SOURCE MATERIAL
____
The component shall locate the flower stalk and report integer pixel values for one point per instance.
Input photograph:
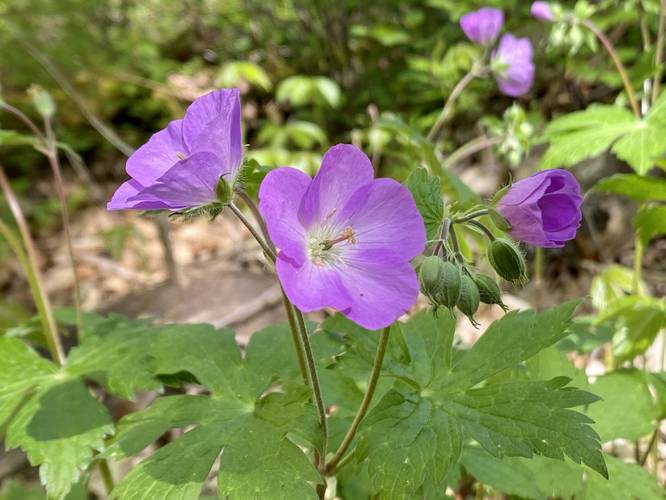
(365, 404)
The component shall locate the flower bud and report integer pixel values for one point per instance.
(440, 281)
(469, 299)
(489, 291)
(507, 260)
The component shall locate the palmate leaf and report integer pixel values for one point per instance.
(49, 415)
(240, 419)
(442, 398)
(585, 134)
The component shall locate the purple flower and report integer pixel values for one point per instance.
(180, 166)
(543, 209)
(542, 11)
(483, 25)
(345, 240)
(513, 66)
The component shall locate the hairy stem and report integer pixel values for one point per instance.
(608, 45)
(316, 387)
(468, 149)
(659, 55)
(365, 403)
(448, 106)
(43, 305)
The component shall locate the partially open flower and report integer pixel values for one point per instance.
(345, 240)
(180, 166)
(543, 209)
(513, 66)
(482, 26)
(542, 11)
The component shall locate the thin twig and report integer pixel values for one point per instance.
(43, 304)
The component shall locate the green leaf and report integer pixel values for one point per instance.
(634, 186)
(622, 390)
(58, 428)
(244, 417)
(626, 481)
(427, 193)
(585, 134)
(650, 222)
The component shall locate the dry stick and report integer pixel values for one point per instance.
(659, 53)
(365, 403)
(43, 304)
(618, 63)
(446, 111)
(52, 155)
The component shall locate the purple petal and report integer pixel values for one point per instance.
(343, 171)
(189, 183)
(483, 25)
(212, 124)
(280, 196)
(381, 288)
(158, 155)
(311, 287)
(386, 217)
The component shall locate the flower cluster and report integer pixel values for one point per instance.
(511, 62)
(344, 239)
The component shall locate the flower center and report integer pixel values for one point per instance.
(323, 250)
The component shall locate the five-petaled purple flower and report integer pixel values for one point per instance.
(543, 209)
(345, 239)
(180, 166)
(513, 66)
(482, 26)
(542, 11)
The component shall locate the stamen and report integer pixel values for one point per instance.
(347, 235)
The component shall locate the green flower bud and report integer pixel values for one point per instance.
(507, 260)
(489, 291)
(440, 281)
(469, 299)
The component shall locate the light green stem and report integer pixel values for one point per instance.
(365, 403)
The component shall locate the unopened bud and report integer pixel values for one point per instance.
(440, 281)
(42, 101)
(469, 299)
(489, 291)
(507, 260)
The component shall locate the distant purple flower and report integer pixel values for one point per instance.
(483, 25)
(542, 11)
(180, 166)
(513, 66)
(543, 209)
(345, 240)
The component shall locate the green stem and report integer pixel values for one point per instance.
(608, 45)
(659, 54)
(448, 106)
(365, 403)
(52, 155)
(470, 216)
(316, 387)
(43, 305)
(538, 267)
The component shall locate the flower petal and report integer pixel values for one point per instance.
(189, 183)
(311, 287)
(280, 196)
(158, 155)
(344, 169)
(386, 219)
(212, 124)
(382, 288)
____
WORK TO BE COMPLETED
Output exactly the lines above, from the one holding "The component shall locate the light" through the end of the data, including the first and last.

ANSWER BOX
The component shall locate the light green stem and report integer pixel values for one point per instance.
(365, 403)
The component shall locate the unopened bud and report integer pixel values for one point per instance.
(440, 281)
(42, 101)
(469, 299)
(489, 291)
(507, 260)
The component shall locate the distant purple flower and report integer pixel values for one point per instance.
(483, 25)
(542, 11)
(180, 166)
(513, 66)
(543, 209)
(345, 240)
The component shall locate the green stem and report integer pixel values for one point per instance.
(608, 45)
(659, 54)
(448, 106)
(365, 403)
(52, 155)
(470, 216)
(316, 387)
(43, 305)
(538, 267)
The component shall locate the flower petal and report integer pixel values for one point per instance.
(189, 183)
(311, 287)
(280, 196)
(158, 155)
(344, 169)
(386, 219)
(212, 124)
(382, 288)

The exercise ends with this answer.